### Problem
Whenever a line below includes the word "white", copy that line.

── Dataset records

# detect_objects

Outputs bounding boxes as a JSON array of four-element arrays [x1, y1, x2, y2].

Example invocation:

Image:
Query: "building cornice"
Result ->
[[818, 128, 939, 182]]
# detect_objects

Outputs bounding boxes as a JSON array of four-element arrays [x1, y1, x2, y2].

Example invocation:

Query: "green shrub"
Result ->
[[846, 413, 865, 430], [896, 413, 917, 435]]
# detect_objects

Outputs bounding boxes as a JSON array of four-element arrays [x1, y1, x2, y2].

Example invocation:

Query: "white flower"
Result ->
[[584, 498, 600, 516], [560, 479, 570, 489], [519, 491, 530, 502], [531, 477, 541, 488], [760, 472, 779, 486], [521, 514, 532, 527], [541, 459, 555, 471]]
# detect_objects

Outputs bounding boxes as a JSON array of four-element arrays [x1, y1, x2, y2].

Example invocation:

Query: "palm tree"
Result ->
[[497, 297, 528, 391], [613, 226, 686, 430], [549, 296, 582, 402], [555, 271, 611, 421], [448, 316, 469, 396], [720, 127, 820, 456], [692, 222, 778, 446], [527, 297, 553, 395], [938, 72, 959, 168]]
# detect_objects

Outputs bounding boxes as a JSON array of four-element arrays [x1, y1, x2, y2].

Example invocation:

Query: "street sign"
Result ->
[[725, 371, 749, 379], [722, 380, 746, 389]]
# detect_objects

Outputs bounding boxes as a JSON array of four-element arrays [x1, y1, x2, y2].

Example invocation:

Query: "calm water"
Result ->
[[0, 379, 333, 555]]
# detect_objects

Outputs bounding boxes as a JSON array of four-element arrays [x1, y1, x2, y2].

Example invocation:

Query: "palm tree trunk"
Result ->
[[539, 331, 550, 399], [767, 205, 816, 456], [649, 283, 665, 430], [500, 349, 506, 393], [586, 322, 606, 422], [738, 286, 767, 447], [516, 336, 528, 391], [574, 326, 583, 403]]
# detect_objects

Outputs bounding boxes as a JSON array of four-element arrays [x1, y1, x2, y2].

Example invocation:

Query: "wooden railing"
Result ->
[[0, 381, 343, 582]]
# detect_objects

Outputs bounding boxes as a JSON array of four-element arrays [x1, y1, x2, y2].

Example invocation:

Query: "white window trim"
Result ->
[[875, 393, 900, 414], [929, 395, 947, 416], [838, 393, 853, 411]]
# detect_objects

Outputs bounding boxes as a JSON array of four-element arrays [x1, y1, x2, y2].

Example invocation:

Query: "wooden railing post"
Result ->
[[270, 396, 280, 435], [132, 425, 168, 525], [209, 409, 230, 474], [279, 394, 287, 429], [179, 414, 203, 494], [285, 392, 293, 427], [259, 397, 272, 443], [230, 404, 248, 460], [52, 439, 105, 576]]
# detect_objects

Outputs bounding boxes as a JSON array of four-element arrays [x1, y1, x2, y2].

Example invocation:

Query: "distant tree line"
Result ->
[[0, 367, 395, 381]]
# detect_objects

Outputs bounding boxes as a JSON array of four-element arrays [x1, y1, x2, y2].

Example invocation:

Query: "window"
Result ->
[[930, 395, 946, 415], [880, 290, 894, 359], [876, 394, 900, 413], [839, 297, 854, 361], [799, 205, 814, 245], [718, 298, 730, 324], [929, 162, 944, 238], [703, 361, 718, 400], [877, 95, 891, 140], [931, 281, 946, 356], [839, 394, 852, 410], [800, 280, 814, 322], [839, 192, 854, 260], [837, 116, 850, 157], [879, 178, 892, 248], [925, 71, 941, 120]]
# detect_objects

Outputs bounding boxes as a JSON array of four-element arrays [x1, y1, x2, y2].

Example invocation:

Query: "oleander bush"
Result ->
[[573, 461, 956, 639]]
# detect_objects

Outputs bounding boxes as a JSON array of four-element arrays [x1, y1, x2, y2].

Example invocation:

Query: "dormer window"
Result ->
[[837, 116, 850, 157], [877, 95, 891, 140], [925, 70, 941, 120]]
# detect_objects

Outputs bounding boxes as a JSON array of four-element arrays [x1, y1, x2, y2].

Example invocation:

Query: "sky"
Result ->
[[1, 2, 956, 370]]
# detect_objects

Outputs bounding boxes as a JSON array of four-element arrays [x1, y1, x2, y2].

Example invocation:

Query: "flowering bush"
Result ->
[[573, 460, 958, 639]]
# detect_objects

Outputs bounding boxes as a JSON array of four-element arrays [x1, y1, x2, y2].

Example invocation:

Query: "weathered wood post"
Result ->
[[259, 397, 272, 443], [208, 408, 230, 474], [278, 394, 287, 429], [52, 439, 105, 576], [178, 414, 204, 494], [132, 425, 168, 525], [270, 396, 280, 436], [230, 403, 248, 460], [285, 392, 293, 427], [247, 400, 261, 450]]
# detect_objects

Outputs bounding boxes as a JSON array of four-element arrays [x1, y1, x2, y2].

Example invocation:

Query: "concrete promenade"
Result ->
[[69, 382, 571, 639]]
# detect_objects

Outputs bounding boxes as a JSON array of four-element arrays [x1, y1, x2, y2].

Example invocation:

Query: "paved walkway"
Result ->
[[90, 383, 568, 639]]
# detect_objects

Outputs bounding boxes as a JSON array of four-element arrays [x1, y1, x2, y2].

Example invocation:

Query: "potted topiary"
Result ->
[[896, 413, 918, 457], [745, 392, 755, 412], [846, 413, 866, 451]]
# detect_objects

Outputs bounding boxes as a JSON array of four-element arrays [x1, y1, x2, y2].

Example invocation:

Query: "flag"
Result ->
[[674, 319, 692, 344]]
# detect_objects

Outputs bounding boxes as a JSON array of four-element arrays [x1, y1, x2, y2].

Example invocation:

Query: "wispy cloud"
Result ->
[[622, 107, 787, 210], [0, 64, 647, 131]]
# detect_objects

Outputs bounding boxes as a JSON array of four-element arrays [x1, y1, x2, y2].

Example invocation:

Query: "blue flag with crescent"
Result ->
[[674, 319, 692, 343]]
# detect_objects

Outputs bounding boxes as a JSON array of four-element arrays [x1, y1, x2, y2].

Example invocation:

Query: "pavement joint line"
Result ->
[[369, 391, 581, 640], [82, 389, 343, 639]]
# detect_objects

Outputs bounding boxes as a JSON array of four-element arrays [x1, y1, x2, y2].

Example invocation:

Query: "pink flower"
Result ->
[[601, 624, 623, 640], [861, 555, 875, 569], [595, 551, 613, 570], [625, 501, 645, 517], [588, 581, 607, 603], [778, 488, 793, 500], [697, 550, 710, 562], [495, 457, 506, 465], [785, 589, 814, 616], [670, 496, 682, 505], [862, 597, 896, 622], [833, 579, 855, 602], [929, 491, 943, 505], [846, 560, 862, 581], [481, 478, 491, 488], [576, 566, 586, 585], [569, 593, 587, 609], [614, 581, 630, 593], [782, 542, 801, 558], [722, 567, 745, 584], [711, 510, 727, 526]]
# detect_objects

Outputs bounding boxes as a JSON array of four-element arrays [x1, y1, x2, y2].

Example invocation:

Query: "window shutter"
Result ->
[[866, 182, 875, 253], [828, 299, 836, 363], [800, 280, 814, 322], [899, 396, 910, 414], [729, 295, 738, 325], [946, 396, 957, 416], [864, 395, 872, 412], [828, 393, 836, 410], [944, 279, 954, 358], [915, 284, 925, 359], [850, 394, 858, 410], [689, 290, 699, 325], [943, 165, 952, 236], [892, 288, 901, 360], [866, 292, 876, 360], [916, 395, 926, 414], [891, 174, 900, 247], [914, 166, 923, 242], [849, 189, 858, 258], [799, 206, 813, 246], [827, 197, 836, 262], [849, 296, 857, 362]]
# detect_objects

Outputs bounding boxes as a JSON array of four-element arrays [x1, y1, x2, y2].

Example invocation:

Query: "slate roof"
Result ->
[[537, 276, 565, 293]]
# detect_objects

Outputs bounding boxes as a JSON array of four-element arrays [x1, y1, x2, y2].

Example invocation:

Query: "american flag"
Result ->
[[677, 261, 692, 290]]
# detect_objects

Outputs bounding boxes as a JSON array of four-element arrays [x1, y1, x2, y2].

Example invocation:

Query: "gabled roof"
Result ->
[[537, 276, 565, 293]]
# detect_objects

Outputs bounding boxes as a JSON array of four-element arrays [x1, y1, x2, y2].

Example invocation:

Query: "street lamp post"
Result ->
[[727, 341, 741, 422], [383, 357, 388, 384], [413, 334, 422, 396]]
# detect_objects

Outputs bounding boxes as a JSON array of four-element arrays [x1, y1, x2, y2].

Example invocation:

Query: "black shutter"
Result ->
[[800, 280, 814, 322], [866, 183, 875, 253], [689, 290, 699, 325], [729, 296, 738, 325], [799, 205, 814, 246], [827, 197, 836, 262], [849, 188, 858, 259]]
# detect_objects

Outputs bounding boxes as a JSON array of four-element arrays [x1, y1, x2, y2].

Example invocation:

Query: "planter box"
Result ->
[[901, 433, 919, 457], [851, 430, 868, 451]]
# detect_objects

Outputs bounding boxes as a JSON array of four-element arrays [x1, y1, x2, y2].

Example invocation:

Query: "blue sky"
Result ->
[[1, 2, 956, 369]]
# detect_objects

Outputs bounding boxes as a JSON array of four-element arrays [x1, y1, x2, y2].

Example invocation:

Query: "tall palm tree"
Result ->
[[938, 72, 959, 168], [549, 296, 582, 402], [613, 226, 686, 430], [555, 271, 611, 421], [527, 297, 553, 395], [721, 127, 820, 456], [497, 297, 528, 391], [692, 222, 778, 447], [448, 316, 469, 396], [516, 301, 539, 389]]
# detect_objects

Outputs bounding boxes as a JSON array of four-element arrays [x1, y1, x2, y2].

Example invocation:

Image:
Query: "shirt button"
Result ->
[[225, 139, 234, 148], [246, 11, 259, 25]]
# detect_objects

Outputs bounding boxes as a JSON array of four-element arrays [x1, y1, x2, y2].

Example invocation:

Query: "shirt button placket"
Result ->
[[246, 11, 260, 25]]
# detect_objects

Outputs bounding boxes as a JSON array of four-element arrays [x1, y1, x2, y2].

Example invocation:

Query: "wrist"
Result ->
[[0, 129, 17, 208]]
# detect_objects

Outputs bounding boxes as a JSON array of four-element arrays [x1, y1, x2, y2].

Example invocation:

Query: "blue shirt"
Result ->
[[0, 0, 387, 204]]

────

### Solution to this problem
Query: "white flower"
Query: "white window trim"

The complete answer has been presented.